* [EXERCISE]: Count the lines in the records beneath this task that contain the string "field", then give the count by itself.

* [DATA FOR PROCESSING]:
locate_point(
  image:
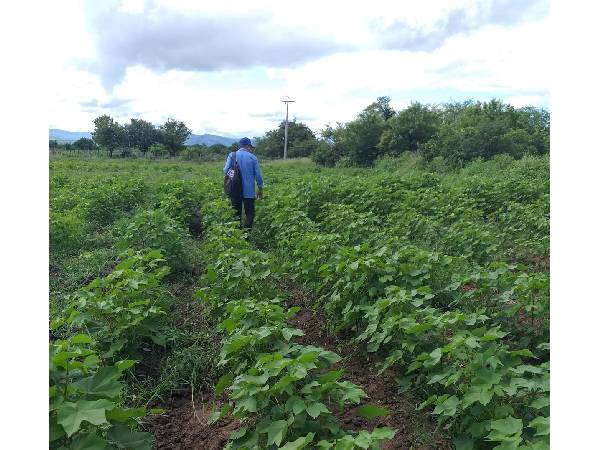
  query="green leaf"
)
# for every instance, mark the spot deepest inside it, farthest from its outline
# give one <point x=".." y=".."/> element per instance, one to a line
<point x="508" y="426"/>
<point x="371" y="411"/>
<point x="88" y="441"/>
<point x="383" y="433"/>
<point x="238" y="434"/>
<point x="288" y="333"/>
<point x="295" y="404"/>
<point x="81" y="339"/>
<point x="276" y="432"/>
<point x="540" y="403"/>
<point x="248" y="404"/>
<point x="125" y="364"/>
<point x="541" y="425"/>
<point x="124" y="414"/>
<point x="463" y="443"/>
<point x="299" y="443"/>
<point x="333" y="375"/>
<point x="103" y="383"/>
<point x="479" y="394"/>
<point x="223" y="383"/>
<point x="70" y="415"/>
<point x="56" y="431"/>
<point x="315" y="409"/>
<point x="123" y="437"/>
<point x="159" y="339"/>
<point x="447" y="407"/>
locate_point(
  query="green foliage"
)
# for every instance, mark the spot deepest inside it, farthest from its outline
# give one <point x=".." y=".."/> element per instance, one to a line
<point x="411" y="127"/>
<point x="455" y="133"/>
<point x="158" y="150"/>
<point x="86" y="405"/>
<point x="361" y="136"/>
<point x="141" y="134"/>
<point x="441" y="276"/>
<point x="301" y="141"/>
<point x="84" y="144"/>
<point x="173" y="134"/>
<point x="156" y="230"/>
<point x="108" y="134"/>
<point x="67" y="232"/>
<point x="125" y="306"/>
<point x="105" y="202"/>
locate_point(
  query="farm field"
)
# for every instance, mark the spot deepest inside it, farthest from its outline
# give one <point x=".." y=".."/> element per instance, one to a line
<point x="388" y="308"/>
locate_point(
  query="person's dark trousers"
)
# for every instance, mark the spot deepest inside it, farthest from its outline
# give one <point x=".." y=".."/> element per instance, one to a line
<point x="248" y="210"/>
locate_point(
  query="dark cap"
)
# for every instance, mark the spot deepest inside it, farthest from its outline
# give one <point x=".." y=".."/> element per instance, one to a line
<point x="246" y="141"/>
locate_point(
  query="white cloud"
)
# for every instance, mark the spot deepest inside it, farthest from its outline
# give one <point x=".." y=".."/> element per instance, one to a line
<point x="499" y="59"/>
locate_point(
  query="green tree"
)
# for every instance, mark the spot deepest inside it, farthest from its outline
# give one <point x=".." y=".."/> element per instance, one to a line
<point x="173" y="134"/>
<point x="408" y="129"/>
<point x="108" y="134"/>
<point x="484" y="129"/>
<point x="329" y="149"/>
<point x="301" y="141"/>
<point x="84" y="144"/>
<point x="360" y="137"/>
<point x="383" y="107"/>
<point x="141" y="134"/>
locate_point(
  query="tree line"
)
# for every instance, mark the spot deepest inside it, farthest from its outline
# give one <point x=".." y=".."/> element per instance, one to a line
<point x="454" y="133"/>
<point x="136" y="136"/>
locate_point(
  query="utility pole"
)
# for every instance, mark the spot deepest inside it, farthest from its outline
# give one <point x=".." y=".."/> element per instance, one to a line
<point x="287" y="102"/>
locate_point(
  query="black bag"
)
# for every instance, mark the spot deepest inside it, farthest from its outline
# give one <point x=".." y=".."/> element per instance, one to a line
<point x="233" y="180"/>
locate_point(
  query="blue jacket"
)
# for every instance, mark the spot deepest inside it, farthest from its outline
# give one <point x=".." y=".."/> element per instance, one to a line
<point x="249" y="169"/>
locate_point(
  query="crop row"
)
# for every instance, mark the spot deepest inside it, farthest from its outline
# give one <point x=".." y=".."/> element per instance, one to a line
<point x="286" y="395"/>
<point x="470" y="338"/>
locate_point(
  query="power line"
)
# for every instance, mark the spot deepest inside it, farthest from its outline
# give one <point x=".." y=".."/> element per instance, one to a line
<point x="287" y="102"/>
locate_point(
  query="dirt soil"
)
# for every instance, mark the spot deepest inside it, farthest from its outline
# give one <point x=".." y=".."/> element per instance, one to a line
<point x="414" y="431"/>
<point x="184" y="424"/>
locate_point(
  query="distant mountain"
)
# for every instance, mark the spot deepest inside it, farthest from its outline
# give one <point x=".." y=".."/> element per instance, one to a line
<point x="207" y="139"/>
<point x="67" y="136"/>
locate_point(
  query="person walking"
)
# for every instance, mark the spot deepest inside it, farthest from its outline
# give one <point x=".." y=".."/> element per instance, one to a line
<point x="250" y="172"/>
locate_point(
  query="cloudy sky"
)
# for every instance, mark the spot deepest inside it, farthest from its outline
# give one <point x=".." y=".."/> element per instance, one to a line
<point x="224" y="67"/>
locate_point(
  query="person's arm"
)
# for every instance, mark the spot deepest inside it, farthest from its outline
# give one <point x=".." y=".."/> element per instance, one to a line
<point x="258" y="177"/>
<point x="228" y="164"/>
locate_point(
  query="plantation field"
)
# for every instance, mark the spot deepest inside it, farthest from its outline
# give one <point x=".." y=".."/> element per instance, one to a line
<point x="393" y="307"/>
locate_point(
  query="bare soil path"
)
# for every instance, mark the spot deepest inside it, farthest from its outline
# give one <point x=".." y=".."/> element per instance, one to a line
<point x="184" y="425"/>
<point x="414" y="431"/>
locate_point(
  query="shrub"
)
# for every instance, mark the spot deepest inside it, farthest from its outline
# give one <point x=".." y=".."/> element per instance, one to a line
<point x="67" y="233"/>
<point x="156" y="230"/>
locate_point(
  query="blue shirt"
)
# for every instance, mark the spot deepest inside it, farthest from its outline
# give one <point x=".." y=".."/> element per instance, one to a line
<point x="249" y="169"/>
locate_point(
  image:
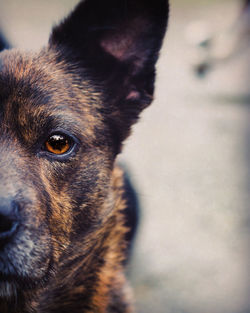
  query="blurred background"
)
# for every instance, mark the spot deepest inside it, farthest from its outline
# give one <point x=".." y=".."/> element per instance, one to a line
<point x="188" y="157"/>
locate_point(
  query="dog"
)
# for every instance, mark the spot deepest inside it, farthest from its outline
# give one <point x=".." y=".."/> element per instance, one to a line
<point x="65" y="112"/>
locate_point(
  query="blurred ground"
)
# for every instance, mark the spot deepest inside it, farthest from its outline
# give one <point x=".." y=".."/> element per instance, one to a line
<point x="189" y="159"/>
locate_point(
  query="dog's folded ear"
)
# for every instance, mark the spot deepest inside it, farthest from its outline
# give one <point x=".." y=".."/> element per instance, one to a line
<point x="119" y="41"/>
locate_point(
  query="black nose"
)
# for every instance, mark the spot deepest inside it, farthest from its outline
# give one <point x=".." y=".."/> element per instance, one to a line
<point x="8" y="218"/>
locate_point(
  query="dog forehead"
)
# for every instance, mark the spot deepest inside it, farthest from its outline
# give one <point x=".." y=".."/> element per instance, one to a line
<point x="40" y="75"/>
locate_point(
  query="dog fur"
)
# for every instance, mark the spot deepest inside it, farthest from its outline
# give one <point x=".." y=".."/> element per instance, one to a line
<point x="89" y="85"/>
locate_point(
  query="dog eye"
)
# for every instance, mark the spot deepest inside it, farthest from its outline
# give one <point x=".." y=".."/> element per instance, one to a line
<point x="58" y="144"/>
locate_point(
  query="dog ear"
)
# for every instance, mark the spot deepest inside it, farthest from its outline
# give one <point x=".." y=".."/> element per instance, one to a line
<point x="3" y="43"/>
<point x="119" y="42"/>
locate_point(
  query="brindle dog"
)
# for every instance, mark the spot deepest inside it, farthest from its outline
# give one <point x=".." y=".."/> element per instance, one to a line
<point x="64" y="114"/>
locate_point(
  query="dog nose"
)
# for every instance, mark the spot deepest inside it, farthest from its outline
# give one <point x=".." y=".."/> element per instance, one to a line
<point x="8" y="218"/>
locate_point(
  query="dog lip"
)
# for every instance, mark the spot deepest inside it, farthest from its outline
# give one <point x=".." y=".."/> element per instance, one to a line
<point x="11" y="232"/>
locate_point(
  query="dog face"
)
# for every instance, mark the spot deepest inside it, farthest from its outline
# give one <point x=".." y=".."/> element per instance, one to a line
<point x="64" y="113"/>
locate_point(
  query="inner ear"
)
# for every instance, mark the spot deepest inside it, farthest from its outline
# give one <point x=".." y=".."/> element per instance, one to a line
<point x="117" y="42"/>
<point x="130" y="31"/>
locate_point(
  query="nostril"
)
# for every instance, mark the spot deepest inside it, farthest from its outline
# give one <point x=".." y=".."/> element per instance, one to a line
<point x="5" y="224"/>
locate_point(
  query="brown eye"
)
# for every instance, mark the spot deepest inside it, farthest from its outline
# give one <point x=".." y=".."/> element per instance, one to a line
<point x="58" y="144"/>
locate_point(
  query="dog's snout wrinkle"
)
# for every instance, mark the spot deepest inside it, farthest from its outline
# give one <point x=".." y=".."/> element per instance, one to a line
<point x="8" y="218"/>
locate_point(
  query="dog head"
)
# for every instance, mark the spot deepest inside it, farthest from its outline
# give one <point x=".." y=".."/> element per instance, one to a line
<point x="64" y="113"/>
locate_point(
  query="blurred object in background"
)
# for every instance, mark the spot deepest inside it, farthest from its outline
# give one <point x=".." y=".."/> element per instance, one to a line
<point x="217" y="47"/>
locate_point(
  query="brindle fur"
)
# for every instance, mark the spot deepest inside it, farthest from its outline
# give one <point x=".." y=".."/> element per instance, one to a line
<point x="91" y="81"/>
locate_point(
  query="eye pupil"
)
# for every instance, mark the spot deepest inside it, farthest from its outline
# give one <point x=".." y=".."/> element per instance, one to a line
<point x="57" y="144"/>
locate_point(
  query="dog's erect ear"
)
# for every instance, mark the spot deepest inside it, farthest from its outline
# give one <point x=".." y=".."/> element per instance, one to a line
<point x="3" y="43"/>
<point x="119" y="41"/>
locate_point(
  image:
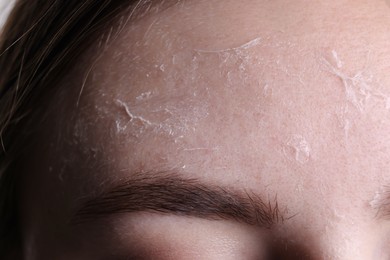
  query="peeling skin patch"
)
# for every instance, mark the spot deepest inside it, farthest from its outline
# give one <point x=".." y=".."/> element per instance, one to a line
<point x="358" y="88"/>
<point x="243" y="47"/>
<point x="297" y="149"/>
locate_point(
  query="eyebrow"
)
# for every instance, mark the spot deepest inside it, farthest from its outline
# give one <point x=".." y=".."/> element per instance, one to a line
<point x="169" y="193"/>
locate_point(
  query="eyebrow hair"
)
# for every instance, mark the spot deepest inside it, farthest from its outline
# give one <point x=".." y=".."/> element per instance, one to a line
<point x="172" y="194"/>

* [RESPONSE BELOW]: 2